Goal:
Print the following items word for word, keeping every line as it is.

The data:
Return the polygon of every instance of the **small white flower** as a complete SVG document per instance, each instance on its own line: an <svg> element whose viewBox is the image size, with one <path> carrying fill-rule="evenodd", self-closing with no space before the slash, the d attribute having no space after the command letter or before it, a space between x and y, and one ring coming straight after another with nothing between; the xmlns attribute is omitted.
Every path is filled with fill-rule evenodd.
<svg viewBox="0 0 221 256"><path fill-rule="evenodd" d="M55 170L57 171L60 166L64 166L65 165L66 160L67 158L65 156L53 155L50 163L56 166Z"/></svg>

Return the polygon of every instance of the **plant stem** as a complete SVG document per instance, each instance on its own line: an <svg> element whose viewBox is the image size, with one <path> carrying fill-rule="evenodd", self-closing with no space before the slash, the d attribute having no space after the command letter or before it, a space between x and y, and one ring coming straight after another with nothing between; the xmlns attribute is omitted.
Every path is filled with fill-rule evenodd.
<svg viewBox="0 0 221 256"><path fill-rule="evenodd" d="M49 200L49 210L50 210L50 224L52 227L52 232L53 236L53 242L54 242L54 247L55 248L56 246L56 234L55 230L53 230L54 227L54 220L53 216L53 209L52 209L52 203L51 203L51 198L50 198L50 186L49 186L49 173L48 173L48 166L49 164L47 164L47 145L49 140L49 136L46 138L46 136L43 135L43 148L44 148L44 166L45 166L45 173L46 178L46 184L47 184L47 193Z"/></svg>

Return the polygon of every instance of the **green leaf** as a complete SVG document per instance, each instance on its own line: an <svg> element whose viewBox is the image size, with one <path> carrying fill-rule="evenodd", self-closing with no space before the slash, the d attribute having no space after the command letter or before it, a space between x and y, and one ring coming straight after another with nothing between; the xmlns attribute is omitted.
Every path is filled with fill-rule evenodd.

Exercise response:
Return the polygon of every instance of the **small white flower** as a complete SVG document per instance, each instance on its own line: an <svg> element whose viewBox is the image size, with one <path> carrying fill-rule="evenodd", self-closing with no space before the slash, the d attribute having no space after the command letter or before it, a space between x and y, and one ring coming straight after another with nothing between; the xmlns attribute is omitted.
Every path is filled with fill-rule evenodd.
<svg viewBox="0 0 221 256"><path fill-rule="evenodd" d="M55 170L57 171L60 166L64 166L65 165L66 160L67 158L65 156L53 155L50 163L56 166Z"/></svg>

Return the polygon of every instance of the **plant stem** as a complete SVG document per instance, each instance on its own line: an <svg> element whose viewBox is the image size, with one <path> carrying fill-rule="evenodd", self-closing with no space before the slash, the d attribute having no space after the command letter or before it, a space between x and y, and one ring coming straight after another with nothing between; the xmlns attribute is omitted.
Every path is filled with fill-rule evenodd.
<svg viewBox="0 0 221 256"><path fill-rule="evenodd" d="M49 200L49 210L50 210L50 224L52 227L52 232L53 236L53 242L54 242L54 247L55 248L56 246L56 234L55 230L53 230L54 227L54 220L53 216L53 209L52 209L52 203L51 203L51 198L50 198L50 186L49 186L49 173L48 173L48 166L49 164L47 164L47 145L49 140L49 136L46 138L46 136L43 135L43 148L44 148L44 166L45 166L45 173L46 178L46 184L47 184L47 193Z"/></svg>

Return the polygon of every instance of the **green leaf** as a complete SVG document per instance, each instance on its own line: an <svg> element whose viewBox is the image size, with one <path> carrying fill-rule="evenodd", self-closing with no space before the slash, the d attribute having no space after the command letter or before it, a space between x and y, and one ring coming straight after another with nothing between; the xmlns attribute is omitted.
Every path is filled with fill-rule evenodd.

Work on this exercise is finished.